→ **Page excerpt**
···

/DataScienceCourseProject

Coursera Getting and Cleaning Data Course Project

Primary LanguageR

DataScienceCourseProject

Coursera Getting and Cleaning Data Course Project

When executed, this script will download the data collected from the accelerometers from the Samsung Galaxy S smartphone generated in the Human Activity Recognition Using Smartphones Data Set

Once downloaded, the script will do the following:

  1. Merge the training and the test sets to create one data set
  2. Extract the measurements on the mean and standard deviation for each measurement
  3. Use descriptive activity names to name the activities in the data set
  4. Appropriately label the data set with descriptive variable name
  5. Create a new, independent tidy data set with the average of each variable for each activity and each subject - New data set name is TidyData.txt

Set working directory (left out for security)

datafileUrl <- "https://d396qusza40orc.cloudfront.net/getdata%2Fprojectfiles%2FUCI%20HAR%20Dataset.zip"
download.file(datafileUrl, destfile="ProjectData.zip", method="curl")

unzip(zipfile="ProjectData.zip")

list.files(dataPath, recursive=TRUE)
dataPath <- "UCI HAR Dataset"

Navigate to working directory to test data and create datasets

setwd(file.path(dataPath, "test"))
list.files()
##[1] "Inertial Signals" "subject_test.txt" "X_test.txt"          "y_test.txt"      

data_subject_test<-read.table("subject_test.txt", header=FALSE)
data_features_test<-read.table("x_test.txt", header=FALSE)
data_activity_test<-read.table("y_test.txt", header=FALSE)

···

→ **Directive 1**
Reproduce the course project page word for word from "Set working directory" to "list.files(dataPath, recursive=TRUE)".
→ **Directive 2**
According to the course project page, what name does the script give the new tidy data set?
→ **Directive 3**
Pick up the course project page after its last line and keep writing it.

···

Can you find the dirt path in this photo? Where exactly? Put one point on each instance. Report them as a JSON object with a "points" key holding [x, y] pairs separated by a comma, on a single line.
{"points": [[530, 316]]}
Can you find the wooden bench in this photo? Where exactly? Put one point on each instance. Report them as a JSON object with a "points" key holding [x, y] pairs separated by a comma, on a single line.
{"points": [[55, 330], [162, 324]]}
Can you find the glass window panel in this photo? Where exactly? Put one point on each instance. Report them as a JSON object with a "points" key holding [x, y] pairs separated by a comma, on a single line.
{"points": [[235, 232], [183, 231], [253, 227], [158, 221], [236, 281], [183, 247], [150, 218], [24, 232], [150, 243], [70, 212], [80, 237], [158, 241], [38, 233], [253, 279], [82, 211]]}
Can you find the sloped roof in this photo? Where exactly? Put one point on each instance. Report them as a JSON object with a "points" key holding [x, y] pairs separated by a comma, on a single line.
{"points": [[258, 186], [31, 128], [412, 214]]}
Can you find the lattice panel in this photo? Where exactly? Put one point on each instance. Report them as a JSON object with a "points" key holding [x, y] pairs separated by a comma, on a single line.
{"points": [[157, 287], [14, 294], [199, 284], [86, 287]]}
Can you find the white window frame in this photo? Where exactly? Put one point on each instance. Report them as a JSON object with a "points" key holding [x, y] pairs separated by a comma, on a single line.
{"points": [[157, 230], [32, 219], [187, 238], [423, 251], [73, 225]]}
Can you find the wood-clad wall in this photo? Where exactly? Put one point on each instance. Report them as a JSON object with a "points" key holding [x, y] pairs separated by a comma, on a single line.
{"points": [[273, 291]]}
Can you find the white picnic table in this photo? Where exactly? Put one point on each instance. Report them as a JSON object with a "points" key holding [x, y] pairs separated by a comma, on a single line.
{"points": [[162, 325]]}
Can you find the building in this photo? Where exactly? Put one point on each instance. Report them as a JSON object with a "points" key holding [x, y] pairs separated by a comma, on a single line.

···

→ **Task result 1**
Set working directory (left out for security)

datafileUrl <- "https://d396qusza40orc.cloudfront.net/getdata%2Fprojectfiles%2FUCI%20HAR%20Dataset.zip"
download.file(datafileUrl, destfile="ProjectData.zip", method="curl")

unzip(zipfile="ProjectData.zip")

list.files(dataPath, recursive=TRUE)

→ **Task result 2**
TidyData.txt

→ **Task result 3**
Navigate to working directory to train data and create datasets

setwd("../train")
list.files()
##[1] "Inertial Signals"  "subject_train.txt" "X_train.txt"       "y_train.txt"      

data_subject_train <- read.table("subject_train.txt", header=FALSE)
data_features_train <- read.table("X_train.txt", header=FALSE)
data_activity_train <- read.table("y_train.txt", header=FALSE)

Merge data sets to create 1 data set

Combine dataframes with like rows

dataFeatures <- rbind(data_features_train, data_features_test)
dataSubject <- rbind(data_subject_train, data_subject_test)
dataActivity <- rbind(data_activity_train, data_activity_test)

Name columns appropriately

setwd("../")
dataFeaturesNames <- read.table("features.txt", header=FALSE)
names(dataFeatures) <- dataFeaturesNames$V2
names(dataSubject) <- c("Subject")
names(dataActivity) <- c("Activity")

dataSet <- cbind(dataSubject, dataActivity, dataFeatures)

Get subset of data column names for std() or mean()

Use grep() to find matching column names http://www.freeformatter.com/regex-tester.html Learn the hard way that R uses \ rather than \ to escape

dataSubsetNames <- dataFeaturesNames$V2[grep("mean\\(\\)|std\\(\\)", dataFeaturesNames$V2)]
dataSubsetNames <- as.character(dataSubsetNames)
dataSubsetNames <- c(dataSubsetNames, "Subject", "Activity")

dataSubset <- subset(dataSet,select=dataSubsetNames)

Update descriptive activity names to rename columns

prefix t = Time (noted in features_info.txt) prefix f = Frequency (noted in features_info.txt) Acc = Acceleration (noted in features_info.txt) Gyro = Gyroscope (noted in features_info.txt) Jerk = Leave as is Mag = Magnitude (noted in features_info.txt)

names(dataSubset) <- gsub("^t", "Time", names(dataSubset))
names(dataSubset) <- gsub("^f", "Frequency", names(dataSubset))
names(dataSubset) <- gsub("Acc", "Acceleration", names(dataSubset))
names(dataSubset) <- gsub("Gyro", "Gyroscope", names(dataSubset))
names(dataSubset) <- gsub("Mag", "Magnitude", names(dataSubset))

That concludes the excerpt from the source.